Exercise requirements: Could you gather every row below that contains the word "woman" and copy each one out in full?

Data shown:
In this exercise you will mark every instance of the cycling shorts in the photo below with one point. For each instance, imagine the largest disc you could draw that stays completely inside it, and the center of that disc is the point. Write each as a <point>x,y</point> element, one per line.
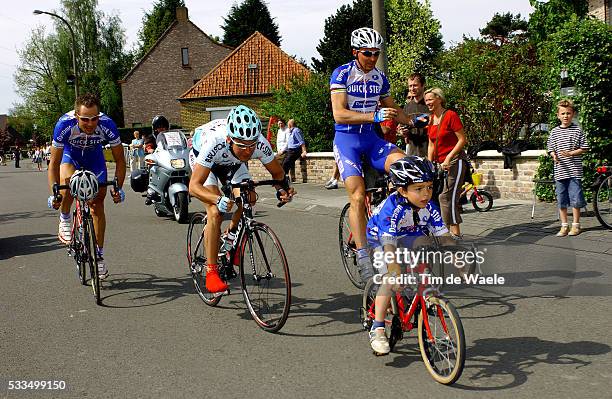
<point>92,160</point>
<point>349,148</point>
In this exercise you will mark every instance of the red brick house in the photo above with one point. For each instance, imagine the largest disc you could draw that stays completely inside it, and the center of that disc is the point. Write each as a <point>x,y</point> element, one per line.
<point>246,76</point>
<point>179,58</point>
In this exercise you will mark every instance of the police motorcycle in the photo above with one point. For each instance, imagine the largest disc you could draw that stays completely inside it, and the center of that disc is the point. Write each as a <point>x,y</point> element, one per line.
<point>166,181</point>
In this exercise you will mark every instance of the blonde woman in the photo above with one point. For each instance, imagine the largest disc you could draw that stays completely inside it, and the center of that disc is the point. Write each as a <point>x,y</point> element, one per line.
<point>446,142</point>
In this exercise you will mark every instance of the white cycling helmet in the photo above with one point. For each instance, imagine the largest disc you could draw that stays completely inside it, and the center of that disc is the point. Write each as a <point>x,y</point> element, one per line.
<point>243,123</point>
<point>84,185</point>
<point>366,38</point>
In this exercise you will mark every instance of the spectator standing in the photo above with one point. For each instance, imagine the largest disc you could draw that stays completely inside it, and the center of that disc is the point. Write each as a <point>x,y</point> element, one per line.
<point>296,146</point>
<point>566,145</point>
<point>446,142</point>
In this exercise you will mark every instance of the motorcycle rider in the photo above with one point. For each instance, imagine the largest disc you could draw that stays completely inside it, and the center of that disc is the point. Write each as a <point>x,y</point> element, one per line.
<point>223,154</point>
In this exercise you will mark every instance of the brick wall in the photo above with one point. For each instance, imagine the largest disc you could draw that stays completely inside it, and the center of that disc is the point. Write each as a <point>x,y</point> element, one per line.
<point>597,8</point>
<point>194,114</point>
<point>154,86</point>
<point>515,183</point>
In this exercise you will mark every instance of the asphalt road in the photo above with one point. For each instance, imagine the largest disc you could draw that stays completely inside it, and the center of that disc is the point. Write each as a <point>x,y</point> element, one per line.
<point>545,334</point>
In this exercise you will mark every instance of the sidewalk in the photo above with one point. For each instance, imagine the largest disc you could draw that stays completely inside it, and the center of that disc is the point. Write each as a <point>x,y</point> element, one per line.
<point>507,220</point>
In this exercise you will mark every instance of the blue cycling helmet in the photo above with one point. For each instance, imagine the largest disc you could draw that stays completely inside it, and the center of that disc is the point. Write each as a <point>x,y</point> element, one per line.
<point>243,123</point>
<point>411,169</point>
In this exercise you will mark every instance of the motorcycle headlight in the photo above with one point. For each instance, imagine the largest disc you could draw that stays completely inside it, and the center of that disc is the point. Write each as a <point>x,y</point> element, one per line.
<point>177,163</point>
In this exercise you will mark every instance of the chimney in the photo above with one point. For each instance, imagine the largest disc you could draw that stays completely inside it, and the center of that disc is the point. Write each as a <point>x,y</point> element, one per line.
<point>181,14</point>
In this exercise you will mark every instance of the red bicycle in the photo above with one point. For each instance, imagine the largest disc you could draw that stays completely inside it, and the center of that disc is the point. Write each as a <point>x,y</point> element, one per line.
<point>440,331</point>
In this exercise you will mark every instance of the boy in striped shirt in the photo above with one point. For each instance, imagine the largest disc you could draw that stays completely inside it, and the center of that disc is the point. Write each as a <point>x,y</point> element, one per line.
<point>566,145</point>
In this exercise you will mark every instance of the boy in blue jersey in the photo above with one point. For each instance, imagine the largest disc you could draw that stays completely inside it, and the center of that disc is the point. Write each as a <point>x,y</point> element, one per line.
<point>398,222</point>
<point>356,89</point>
<point>77,142</point>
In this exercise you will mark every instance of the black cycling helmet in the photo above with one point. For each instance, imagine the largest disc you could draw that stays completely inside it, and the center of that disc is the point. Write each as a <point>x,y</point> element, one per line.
<point>411,169</point>
<point>160,121</point>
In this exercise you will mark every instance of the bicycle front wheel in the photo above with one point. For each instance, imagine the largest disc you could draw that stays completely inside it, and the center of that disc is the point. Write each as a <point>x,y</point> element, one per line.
<point>264,274</point>
<point>89,249</point>
<point>348,251</point>
<point>444,353</point>
<point>602,203</point>
<point>196,257</point>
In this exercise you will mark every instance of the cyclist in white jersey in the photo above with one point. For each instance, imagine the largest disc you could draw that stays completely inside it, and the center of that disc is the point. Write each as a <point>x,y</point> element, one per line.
<point>356,89</point>
<point>222,156</point>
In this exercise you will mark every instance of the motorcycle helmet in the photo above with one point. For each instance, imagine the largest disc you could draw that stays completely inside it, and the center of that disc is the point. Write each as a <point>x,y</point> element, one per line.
<point>411,169</point>
<point>243,123</point>
<point>84,185</point>
<point>139,180</point>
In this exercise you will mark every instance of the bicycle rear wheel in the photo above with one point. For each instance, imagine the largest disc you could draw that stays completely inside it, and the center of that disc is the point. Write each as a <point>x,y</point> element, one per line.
<point>444,355</point>
<point>348,251</point>
<point>602,203</point>
<point>76,247</point>
<point>264,275</point>
<point>196,256</point>
<point>89,249</point>
<point>483,202</point>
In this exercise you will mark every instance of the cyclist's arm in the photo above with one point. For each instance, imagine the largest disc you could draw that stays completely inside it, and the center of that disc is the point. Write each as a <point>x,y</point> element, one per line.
<point>199,174</point>
<point>343,115</point>
<point>120,164</point>
<point>54,163</point>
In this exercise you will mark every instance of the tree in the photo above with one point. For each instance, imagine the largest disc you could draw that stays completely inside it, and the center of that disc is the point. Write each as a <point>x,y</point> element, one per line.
<point>504,27</point>
<point>244,19</point>
<point>335,46</point>
<point>155,22</point>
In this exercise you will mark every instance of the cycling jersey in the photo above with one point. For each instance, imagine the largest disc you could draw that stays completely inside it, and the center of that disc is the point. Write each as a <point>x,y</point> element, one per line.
<point>363,91</point>
<point>215,154</point>
<point>82,149</point>
<point>393,219</point>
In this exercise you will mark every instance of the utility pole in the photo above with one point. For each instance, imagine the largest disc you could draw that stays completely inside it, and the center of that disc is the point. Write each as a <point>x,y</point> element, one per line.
<point>378,19</point>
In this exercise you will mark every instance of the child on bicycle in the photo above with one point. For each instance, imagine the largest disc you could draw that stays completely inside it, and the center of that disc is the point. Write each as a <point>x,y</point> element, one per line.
<point>399,221</point>
<point>566,144</point>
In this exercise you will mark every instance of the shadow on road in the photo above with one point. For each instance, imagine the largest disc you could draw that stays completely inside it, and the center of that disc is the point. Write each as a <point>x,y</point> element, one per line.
<point>27,245</point>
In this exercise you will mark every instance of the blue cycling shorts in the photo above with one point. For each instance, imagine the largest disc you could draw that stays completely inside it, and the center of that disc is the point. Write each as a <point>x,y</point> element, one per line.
<point>92,160</point>
<point>349,148</point>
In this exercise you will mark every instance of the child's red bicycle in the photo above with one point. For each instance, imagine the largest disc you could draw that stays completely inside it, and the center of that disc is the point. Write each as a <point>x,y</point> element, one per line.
<point>440,331</point>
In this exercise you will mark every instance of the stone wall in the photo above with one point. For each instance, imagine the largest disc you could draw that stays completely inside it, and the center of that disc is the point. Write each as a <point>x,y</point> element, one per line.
<point>515,183</point>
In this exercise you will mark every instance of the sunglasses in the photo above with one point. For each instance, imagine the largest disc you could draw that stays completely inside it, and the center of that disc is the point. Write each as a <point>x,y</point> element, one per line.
<point>88,118</point>
<point>244,146</point>
<point>369,53</point>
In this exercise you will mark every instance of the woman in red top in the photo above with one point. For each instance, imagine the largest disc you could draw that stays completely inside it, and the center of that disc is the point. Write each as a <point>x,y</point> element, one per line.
<point>446,142</point>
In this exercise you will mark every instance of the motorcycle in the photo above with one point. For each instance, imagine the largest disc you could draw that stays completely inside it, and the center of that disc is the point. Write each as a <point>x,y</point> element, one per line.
<point>167,180</point>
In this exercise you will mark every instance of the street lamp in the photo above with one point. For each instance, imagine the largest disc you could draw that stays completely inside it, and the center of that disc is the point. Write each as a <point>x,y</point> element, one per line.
<point>76,72</point>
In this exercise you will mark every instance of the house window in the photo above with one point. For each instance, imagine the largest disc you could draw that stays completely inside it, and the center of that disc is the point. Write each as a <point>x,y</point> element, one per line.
<point>185,56</point>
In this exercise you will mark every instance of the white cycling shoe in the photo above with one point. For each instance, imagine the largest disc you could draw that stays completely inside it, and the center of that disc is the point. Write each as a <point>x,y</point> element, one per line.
<point>379,342</point>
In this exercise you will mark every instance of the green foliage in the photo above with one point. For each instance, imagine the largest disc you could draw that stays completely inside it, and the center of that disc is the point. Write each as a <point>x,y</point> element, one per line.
<point>307,101</point>
<point>504,27</point>
<point>244,19</point>
<point>495,89</point>
<point>335,46</point>
<point>412,46</point>
<point>155,23</point>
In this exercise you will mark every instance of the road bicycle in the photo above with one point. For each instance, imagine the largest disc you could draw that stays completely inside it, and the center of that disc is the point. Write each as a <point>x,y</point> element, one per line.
<point>348,249</point>
<point>440,331</point>
<point>602,196</point>
<point>83,243</point>
<point>264,272</point>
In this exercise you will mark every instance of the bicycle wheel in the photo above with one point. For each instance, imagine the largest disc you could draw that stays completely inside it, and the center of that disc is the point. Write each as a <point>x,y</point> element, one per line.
<point>264,275</point>
<point>483,202</point>
<point>348,252</point>
<point>196,256</point>
<point>602,203</point>
<point>76,247</point>
<point>89,248</point>
<point>444,355</point>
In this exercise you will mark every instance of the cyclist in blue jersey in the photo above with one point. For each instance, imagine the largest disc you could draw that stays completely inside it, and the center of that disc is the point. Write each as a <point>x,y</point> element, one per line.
<point>356,90</point>
<point>77,142</point>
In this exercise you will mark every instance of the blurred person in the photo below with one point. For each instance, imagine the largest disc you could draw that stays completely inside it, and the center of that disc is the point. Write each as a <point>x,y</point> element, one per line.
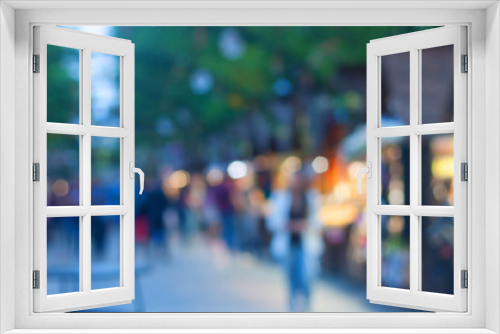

Task result:
In this exercise you will mark every instance of the blonde woman in the photo above with one point. For each instance, imagine the largest disc you could draw that stays completely inside it, and the center of that disc is the point. Write each as a <point>x,y</point> element, one per line.
In this exercise you will mark every instance of the woman in red top in the photo above with one point. For each instance, imagine the largest disc you could draw that stays completely inside it, and the center of that disc is the point. Write each as a <point>x,y</point> element, one per line.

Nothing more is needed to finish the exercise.